Output the stretch from the start of the records through the line containing "84], [109, 96]]" as a numbered list, leaving out any blank lines.

══ SUPPLIED ENTRIES ══

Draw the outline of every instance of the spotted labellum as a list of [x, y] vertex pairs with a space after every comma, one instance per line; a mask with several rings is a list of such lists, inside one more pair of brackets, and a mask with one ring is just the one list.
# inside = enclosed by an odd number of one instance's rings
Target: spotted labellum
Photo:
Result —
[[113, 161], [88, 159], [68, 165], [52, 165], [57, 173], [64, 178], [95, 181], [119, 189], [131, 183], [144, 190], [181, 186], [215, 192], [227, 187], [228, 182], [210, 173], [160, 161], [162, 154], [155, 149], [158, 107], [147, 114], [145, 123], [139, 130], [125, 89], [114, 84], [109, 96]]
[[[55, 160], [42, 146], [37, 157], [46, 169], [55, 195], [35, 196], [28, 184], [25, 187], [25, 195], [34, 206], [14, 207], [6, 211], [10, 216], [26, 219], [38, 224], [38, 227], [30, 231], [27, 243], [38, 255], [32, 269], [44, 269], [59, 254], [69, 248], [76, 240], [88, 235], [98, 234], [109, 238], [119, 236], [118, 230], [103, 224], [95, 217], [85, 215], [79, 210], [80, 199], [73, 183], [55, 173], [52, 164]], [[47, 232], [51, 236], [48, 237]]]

═══

SOLVED PROBLEM:
1. Draw the outline of every instance of the spotted labellum as a list of [x, y] vertex pairs with a space after every comma, one instance per line; a mask with several rings is a list of such lists, inside one more pair of brackets, and a mask with one ring is just the one list.
2. # inside = enclosed by an odd number of one instance's rings
3. Target: spotted labellum
4. Photo:
5. Result —
6. [[113, 161], [88, 159], [68, 165], [52, 165], [57, 173], [64, 178], [95, 181], [119, 189], [131, 183], [144, 190], [181, 186], [215, 192], [227, 187], [228, 182], [210, 173], [160, 161], [162, 154], [155, 149], [158, 107], [147, 114], [145, 123], [139, 130], [125, 89], [114, 84], [109, 96]]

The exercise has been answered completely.